▶ _The request_
Reproduce every line of the listing below verbatim, omitting the pictures.
□ □ □
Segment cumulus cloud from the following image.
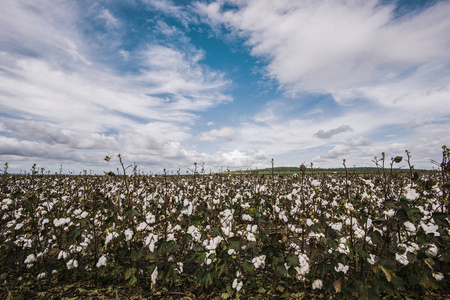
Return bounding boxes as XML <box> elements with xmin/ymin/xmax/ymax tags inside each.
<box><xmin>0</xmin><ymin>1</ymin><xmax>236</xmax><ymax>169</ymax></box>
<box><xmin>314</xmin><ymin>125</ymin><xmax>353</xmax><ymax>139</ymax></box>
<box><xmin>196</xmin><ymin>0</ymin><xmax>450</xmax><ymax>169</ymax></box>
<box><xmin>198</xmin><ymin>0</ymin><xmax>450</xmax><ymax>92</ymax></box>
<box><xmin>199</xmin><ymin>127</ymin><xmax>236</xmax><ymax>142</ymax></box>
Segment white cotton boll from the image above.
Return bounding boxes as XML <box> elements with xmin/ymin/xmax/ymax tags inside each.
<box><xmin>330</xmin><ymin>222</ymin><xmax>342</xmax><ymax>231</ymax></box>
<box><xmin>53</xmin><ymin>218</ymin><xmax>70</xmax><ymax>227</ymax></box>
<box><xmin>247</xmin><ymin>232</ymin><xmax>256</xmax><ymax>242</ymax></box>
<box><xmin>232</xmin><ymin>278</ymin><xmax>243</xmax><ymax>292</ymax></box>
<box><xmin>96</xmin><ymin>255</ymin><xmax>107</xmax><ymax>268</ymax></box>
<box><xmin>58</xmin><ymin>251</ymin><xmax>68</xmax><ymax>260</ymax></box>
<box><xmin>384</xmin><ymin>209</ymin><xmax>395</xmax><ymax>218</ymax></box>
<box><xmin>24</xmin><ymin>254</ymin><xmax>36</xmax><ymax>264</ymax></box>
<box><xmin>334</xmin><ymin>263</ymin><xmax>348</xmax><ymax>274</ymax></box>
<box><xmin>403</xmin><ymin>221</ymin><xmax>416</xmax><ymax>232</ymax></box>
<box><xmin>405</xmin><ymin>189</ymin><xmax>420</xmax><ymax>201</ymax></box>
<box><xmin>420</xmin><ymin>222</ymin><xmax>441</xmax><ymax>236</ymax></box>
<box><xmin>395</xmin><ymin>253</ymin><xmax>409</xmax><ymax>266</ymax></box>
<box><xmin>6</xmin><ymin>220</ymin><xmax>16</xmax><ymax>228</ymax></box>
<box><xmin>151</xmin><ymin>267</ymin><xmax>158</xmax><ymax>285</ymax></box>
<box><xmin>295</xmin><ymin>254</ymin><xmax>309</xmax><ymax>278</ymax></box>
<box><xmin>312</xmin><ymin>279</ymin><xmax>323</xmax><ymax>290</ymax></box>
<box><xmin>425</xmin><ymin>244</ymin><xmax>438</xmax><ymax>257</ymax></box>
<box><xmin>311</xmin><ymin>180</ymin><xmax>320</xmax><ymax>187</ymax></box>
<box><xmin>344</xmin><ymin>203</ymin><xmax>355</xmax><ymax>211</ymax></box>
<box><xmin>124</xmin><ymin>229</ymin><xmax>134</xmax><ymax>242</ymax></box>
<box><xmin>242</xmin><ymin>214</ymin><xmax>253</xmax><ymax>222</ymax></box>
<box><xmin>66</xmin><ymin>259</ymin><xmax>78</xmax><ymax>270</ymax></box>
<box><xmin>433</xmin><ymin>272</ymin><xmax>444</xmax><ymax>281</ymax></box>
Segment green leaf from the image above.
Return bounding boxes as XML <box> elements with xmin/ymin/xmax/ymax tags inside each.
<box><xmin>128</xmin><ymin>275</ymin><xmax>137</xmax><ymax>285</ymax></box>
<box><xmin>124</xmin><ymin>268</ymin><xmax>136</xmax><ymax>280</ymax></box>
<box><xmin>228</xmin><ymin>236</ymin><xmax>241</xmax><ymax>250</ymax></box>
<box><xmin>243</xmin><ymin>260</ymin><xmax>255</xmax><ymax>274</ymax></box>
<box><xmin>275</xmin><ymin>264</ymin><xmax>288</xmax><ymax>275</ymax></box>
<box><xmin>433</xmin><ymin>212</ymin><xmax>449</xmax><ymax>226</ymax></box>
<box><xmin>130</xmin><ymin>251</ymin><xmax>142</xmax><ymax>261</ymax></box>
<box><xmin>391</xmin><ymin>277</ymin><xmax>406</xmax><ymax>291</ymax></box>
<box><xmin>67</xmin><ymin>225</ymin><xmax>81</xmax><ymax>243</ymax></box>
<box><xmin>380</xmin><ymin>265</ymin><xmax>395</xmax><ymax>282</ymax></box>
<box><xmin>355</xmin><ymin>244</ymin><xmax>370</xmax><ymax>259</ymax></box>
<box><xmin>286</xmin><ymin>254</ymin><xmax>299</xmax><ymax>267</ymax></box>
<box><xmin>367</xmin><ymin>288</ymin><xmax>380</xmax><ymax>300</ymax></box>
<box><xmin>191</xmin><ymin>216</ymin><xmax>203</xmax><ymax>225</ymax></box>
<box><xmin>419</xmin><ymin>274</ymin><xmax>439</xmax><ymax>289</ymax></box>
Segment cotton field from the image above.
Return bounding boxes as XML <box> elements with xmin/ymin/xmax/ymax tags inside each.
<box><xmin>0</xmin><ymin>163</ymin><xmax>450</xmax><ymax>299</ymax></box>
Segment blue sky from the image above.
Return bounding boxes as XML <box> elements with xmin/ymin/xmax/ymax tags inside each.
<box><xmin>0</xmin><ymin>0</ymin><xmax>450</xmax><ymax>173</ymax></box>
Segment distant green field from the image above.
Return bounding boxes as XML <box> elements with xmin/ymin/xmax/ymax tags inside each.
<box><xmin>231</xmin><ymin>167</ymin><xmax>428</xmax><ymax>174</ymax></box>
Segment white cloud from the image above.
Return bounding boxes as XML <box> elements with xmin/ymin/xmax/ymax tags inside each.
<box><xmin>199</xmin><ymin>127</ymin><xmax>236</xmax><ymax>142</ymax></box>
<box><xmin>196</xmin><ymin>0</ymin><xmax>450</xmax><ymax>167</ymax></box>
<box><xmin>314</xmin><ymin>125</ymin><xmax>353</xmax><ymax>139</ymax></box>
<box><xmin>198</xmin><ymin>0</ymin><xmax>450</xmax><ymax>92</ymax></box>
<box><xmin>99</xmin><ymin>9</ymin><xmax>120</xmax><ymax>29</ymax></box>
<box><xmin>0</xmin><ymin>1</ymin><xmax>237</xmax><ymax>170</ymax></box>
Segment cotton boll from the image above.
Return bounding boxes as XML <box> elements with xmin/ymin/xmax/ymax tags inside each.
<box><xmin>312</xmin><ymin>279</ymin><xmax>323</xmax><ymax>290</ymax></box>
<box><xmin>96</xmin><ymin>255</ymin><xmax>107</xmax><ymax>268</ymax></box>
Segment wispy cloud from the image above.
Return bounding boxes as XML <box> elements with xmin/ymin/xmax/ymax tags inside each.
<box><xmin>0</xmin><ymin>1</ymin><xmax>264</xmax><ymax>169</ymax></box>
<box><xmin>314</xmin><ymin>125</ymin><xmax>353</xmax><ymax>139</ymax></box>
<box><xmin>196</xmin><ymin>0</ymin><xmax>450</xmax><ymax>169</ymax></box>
□ □ □
▶ _Correct response_
Segment cumulus cloud from the following image.
Return bounding boxes as XML <box> elements with xmin/ymin/xmax/ymax tags inside each.
<box><xmin>0</xmin><ymin>1</ymin><xmax>236</xmax><ymax>169</ymax></box>
<box><xmin>314</xmin><ymin>125</ymin><xmax>353</xmax><ymax>139</ymax></box>
<box><xmin>196</xmin><ymin>0</ymin><xmax>450</xmax><ymax>169</ymax></box>
<box><xmin>198</xmin><ymin>0</ymin><xmax>450</xmax><ymax>92</ymax></box>
<box><xmin>199</xmin><ymin>127</ymin><xmax>236</xmax><ymax>142</ymax></box>
Segment white cotton boll from the image above.
Return bounding boxes as XML <box> elements with xmin/ymin/xmax/ymax tags inside each.
<box><xmin>330</xmin><ymin>222</ymin><xmax>342</xmax><ymax>231</ymax></box>
<box><xmin>53</xmin><ymin>218</ymin><xmax>70</xmax><ymax>227</ymax></box>
<box><xmin>247</xmin><ymin>232</ymin><xmax>256</xmax><ymax>242</ymax></box>
<box><xmin>232</xmin><ymin>278</ymin><xmax>243</xmax><ymax>292</ymax></box>
<box><xmin>96</xmin><ymin>255</ymin><xmax>107</xmax><ymax>268</ymax></box>
<box><xmin>58</xmin><ymin>251</ymin><xmax>68</xmax><ymax>260</ymax></box>
<box><xmin>384</xmin><ymin>209</ymin><xmax>395</xmax><ymax>218</ymax></box>
<box><xmin>24</xmin><ymin>254</ymin><xmax>36</xmax><ymax>264</ymax></box>
<box><xmin>334</xmin><ymin>263</ymin><xmax>348</xmax><ymax>274</ymax></box>
<box><xmin>403</xmin><ymin>221</ymin><xmax>416</xmax><ymax>232</ymax></box>
<box><xmin>405</xmin><ymin>189</ymin><xmax>420</xmax><ymax>201</ymax></box>
<box><xmin>420</xmin><ymin>222</ymin><xmax>441</xmax><ymax>236</ymax></box>
<box><xmin>395</xmin><ymin>253</ymin><xmax>409</xmax><ymax>266</ymax></box>
<box><xmin>6</xmin><ymin>220</ymin><xmax>16</xmax><ymax>228</ymax></box>
<box><xmin>151</xmin><ymin>267</ymin><xmax>158</xmax><ymax>285</ymax></box>
<box><xmin>295</xmin><ymin>254</ymin><xmax>309</xmax><ymax>278</ymax></box>
<box><xmin>312</xmin><ymin>279</ymin><xmax>323</xmax><ymax>290</ymax></box>
<box><xmin>425</xmin><ymin>244</ymin><xmax>438</xmax><ymax>257</ymax></box>
<box><xmin>311</xmin><ymin>180</ymin><xmax>320</xmax><ymax>187</ymax></box>
<box><xmin>344</xmin><ymin>203</ymin><xmax>355</xmax><ymax>211</ymax></box>
<box><xmin>124</xmin><ymin>229</ymin><xmax>134</xmax><ymax>242</ymax></box>
<box><xmin>242</xmin><ymin>214</ymin><xmax>253</xmax><ymax>222</ymax></box>
<box><xmin>66</xmin><ymin>259</ymin><xmax>78</xmax><ymax>270</ymax></box>
<box><xmin>433</xmin><ymin>272</ymin><xmax>444</xmax><ymax>281</ymax></box>
Segment green leaf from the image above.
Return bounding boxes as XML <box> elements with xmin/ymin/xmax/ymax tags inside each.
<box><xmin>128</xmin><ymin>275</ymin><xmax>137</xmax><ymax>285</ymax></box>
<box><xmin>124</xmin><ymin>268</ymin><xmax>136</xmax><ymax>280</ymax></box>
<box><xmin>228</xmin><ymin>236</ymin><xmax>241</xmax><ymax>250</ymax></box>
<box><xmin>243</xmin><ymin>260</ymin><xmax>255</xmax><ymax>274</ymax></box>
<box><xmin>275</xmin><ymin>264</ymin><xmax>288</xmax><ymax>275</ymax></box>
<box><xmin>433</xmin><ymin>212</ymin><xmax>449</xmax><ymax>226</ymax></box>
<box><xmin>130</xmin><ymin>251</ymin><xmax>142</xmax><ymax>261</ymax></box>
<box><xmin>391</xmin><ymin>277</ymin><xmax>406</xmax><ymax>291</ymax></box>
<box><xmin>67</xmin><ymin>225</ymin><xmax>81</xmax><ymax>243</ymax></box>
<box><xmin>380</xmin><ymin>265</ymin><xmax>395</xmax><ymax>282</ymax></box>
<box><xmin>355</xmin><ymin>244</ymin><xmax>370</xmax><ymax>259</ymax></box>
<box><xmin>286</xmin><ymin>254</ymin><xmax>299</xmax><ymax>267</ymax></box>
<box><xmin>367</xmin><ymin>288</ymin><xmax>380</xmax><ymax>300</ymax></box>
<box><xmin>191</xmin><ymin>216</ymin><xmax>203</xmax><ymax>225</ymax></box>
<box><xmin>419</xmin><ymin>274</ymin><xmax>439</xmax><ymax>289</ymax></box>
Segment cotton field from the image above.
Return bounding boxes as XML <box> elements with xmin/ymin/xmax/ymax tags inside each.
<box><xmin>0</xmin><ymin>163</ymin><xmax>450</xmax><ymax>299</ymax></box>
Segment blue sky from the image above.
Return bounding boxes as XML <box> elements with xmin/ymin/xmax/ymax tags inside each.
<box><xmin>0</xmin><ymin>0</ymin><xmax>450</xmax><ymax>173</ymax></box>
Segment distant green field from the image above.
Return bounding boxes as XML <box> elements with xmin/ymin/xmax/ymax tags inside each.
<box><xmin>231</xmin><ymin>167</ymin><xmax>428</xmax><ymax>174</ymax></box>
Segment white cloud from the image above.
Return bounding boxes as XML <box> elements with xmin/ymin/xmax/ymax tags inside each.
<box><xmin>199</xmin><ymin>127</ymin><xmax>236</xmax><ymax>142</ymax></box>
<box><xmin>196</xmin><ymin>0</ymin><xmax>450</xmax><ymax>167</ymax></box>
<box><xmin>314</xmin><ymin>125</ymin><xmax>353</xmax><ymax>139</ymax></box>
<box><xmin>198</xmin><ymin>0</ymin><xmax>450</xmax><ymax>92</ymax></box>
<box><xmin>99</xmin><ymin>9</ymin><xmax>120</xmax><ymax>29</ymax></box>
<box><xmin>0</xmin><ymin>1</ymin><xmax>237</xmax><ymax>170</ymax></box>
Segment cotton boll from the image above.
Return bounding boxes as XML <box> elements with xmin/ymin/xmax/ymax tags inside each.
<box><xmin>312</xmin><ymin>279</ymin><xmax>323</xmax><ymax>290</ymax></box>
<box><xmin>96</xmin><ymin>255</ymin><xmax>107</xmax><ymax>268</ymax></box>
Segment wispy cloud from the image above.
Return bounding boxes as XML <box> elements with xmin/ymin/xmax/ymax tags inside each.
<box><xmin>0</xmin><ymin>1</ymin><xmax>264</xmax><ymax>169</ymax></box>
<box><xmin>314</xmin><ymin>125</ymin><xmax>353</xmax><ymax>139</ymax></box>
<box><xmin>196</xmin><ymin>0</ymin><xmax>450</xmax><ymax>169</ymax></box>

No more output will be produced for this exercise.